- _Task_: Rewrite every line from the line with "of man's nose" to the line with "top-left (74, 127), bottom-right (296, 331)", both included, and shift each bounding-box coordinate in the answers by adding 119 to it.

- _Data lines_:
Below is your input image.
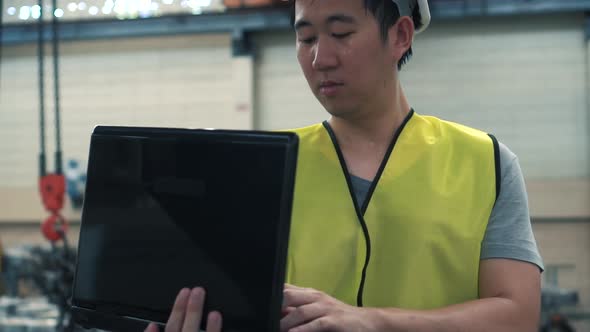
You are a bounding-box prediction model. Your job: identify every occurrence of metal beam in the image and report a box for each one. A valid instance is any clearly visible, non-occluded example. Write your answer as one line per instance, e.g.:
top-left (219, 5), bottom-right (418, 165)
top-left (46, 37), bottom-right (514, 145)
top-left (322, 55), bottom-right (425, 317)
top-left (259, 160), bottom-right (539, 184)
top-left (1, 0), bottom-right (590, 45)
top-left (2, 9), bottom-right (291, 45)
top-left (430, 0), bottom-right (590, 19)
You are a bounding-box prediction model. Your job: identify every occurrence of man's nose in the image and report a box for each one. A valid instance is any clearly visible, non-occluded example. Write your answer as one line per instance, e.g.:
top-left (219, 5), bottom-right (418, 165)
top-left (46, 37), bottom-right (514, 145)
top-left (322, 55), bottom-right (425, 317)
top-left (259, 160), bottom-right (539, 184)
top-left (312, 38), bottom-right (338, 71)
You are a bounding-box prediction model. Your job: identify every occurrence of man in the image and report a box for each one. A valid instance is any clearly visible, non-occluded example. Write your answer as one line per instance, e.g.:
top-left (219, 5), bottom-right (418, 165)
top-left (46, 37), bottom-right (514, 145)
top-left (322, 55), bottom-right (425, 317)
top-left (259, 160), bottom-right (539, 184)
top-left (148, 0), bottom-right (542, 332)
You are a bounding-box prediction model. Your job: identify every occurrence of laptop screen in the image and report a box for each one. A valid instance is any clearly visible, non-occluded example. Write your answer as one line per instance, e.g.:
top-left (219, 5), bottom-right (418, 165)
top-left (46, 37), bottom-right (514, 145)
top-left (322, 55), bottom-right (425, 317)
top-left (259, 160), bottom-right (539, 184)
top-left (74, 127), bottom-right (296, 331)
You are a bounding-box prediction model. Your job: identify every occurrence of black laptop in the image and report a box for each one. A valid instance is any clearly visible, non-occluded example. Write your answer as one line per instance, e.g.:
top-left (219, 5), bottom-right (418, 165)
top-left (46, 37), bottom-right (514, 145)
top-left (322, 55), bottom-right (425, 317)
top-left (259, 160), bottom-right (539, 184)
top-left (72, 127), bottom-right (298, 332)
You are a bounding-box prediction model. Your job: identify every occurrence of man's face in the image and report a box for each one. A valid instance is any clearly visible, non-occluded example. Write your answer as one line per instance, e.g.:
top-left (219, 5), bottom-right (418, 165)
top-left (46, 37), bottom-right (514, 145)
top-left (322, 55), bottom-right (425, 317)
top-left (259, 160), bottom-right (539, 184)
top-left (295, 0), bottom-right (397, 116)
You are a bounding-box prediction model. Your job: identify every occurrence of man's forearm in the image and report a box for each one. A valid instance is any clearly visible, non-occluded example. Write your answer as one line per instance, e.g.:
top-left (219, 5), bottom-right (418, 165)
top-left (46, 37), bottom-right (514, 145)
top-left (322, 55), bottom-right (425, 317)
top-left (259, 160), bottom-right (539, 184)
top-left (371, 297), bottom-right (539, 332)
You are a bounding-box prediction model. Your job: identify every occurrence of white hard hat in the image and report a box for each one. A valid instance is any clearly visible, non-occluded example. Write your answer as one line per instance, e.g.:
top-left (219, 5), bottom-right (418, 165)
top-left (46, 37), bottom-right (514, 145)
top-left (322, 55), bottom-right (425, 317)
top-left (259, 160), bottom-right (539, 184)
top-left (393, 0), bottom-right (430, 33)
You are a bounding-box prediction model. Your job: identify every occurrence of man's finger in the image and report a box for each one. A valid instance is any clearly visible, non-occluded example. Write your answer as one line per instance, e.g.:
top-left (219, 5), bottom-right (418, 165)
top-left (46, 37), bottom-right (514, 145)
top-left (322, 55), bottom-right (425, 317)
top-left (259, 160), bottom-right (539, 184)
top-left (165, 288), bottom-right (190, 332)
top-left (207, 311), bottom-right (222, 332)
top-left (182, 287), bottom-right (205, 332)
top-left (281, 303), bottom-right (326, 332)
top-left (282, 288), bottom-right (322, 308)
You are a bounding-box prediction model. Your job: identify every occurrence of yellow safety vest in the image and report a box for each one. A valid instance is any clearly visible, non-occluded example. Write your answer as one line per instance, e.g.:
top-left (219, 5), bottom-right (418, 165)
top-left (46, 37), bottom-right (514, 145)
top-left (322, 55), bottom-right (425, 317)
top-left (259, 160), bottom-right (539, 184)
top-left (287, 111), bottom-right (499, 309)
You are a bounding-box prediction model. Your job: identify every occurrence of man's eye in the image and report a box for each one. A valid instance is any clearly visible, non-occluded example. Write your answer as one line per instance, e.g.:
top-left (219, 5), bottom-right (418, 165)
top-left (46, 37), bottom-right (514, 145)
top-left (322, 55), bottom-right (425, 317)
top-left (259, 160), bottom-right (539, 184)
top-left (332, 32), bottom-right (352, 39)
top-left (299, 37), bottom-right (315, 44)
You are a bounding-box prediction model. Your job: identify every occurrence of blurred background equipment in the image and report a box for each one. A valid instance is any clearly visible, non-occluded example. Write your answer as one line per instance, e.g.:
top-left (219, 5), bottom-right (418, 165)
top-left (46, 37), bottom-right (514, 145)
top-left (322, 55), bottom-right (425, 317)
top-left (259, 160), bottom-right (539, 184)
top-left (0, 0), bottom-right (590, 331)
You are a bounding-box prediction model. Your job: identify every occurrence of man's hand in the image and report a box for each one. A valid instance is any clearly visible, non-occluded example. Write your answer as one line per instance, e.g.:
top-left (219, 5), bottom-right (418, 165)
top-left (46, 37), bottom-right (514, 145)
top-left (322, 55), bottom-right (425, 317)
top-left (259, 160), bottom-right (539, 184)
top-left (145, 288), bottom-right (221, 332)
top-left (281, 285), bottom-right (377, 332)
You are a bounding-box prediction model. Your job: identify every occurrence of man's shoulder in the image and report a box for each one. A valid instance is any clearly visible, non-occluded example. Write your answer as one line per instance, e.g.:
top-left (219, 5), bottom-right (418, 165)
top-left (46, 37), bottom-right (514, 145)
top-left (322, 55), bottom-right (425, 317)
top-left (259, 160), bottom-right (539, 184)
top-left (419, 115), bottom-right (494, 143)
top-left (281, 123), bottom-right (324, 139)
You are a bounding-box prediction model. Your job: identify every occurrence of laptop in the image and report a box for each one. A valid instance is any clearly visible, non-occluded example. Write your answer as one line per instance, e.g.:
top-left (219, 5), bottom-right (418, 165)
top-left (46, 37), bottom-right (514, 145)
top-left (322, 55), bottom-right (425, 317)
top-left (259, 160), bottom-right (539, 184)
top-left (72, 126), bottom-right (298, 332)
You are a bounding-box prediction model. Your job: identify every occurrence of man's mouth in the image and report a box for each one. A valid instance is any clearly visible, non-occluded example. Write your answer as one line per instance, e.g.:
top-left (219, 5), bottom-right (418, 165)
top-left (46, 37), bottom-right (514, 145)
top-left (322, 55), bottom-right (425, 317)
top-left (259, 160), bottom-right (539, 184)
top-left (320, 81), bottom-right (344, 97)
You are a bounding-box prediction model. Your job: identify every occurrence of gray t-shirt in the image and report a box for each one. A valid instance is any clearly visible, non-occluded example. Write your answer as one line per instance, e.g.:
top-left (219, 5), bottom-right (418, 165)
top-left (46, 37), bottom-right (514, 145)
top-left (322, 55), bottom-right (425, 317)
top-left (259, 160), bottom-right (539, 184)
top-left (351, 143), bottom-right (544, 270)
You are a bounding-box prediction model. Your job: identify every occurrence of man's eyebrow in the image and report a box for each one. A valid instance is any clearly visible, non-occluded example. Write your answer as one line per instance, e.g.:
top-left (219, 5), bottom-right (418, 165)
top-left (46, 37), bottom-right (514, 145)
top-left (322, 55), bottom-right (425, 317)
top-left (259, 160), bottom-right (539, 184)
top-left (294, 20), bottom-right (311, 30)
top-left (326, 14), bottom-right (356, 24)
top-left (294, 14), bottom-right (356, 30)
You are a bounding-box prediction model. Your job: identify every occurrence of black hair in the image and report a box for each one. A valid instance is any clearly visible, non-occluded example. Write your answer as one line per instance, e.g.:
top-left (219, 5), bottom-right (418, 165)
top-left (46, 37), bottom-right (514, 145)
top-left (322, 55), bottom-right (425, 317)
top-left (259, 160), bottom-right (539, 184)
top-left (363, 0), bottom-right (422, 70)
top-left (291, 0), bottom-right (422, 70)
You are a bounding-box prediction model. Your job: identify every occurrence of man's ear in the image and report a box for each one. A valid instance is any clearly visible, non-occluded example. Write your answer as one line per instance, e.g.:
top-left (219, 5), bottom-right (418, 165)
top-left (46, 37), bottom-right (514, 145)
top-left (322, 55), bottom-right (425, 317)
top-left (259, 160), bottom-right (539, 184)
top-left (388, 16), bottom-right (414, 63)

- _The completed task_:
You are a bounding-box prediction model. Your job: identify every occurrence of man's nose in the image and report a box for each one. A valid instance is any clearly visible, non-occluded example. Write your answer as one line per instance, e.g.:
top-left (219, 5), bottom-right (418, 165)
top-left (46, 37), bottom-right (514, 145)
top-left (322, 55), bottom-right (425, 317)
top-left (259, 160), bottom-right (539, 184)
top-left (431, 157), bottom-right (457, 190)
You are a bounding-box prediction model. Your job: identify every occurrence of man in the image and report a box for each one. A valid instance is any clearly visible, non-occluded example. Write your answer as one line per instance, e.g.:
top-left (219, 5), bottom-right (418, 165)
top-left (46, 37), bottom-right (514, 145)
top-left (322, 55), bottom-right (425, 317)
top-left (259, 160), bottom-right (539, 184)
top-left (267, 119), bottom-right (661, 451)
You are a bounding-box prediction model. Your job: identify every occurrence of laptop screen in the image and report a box for each one. A valid instance is any clearly visible, non-occluded example. Write your answer as one line per instance, e.g.:
top-left (219, 5), bottom-right (418, 165)
top-left (46, 37), bottom-right (514, 145)
top-left (322, 55), bottom-right (425, 317)
top-left (259, 160), bottom-right (539, 184)
top-left (193, 246), bottom-right (415, 450)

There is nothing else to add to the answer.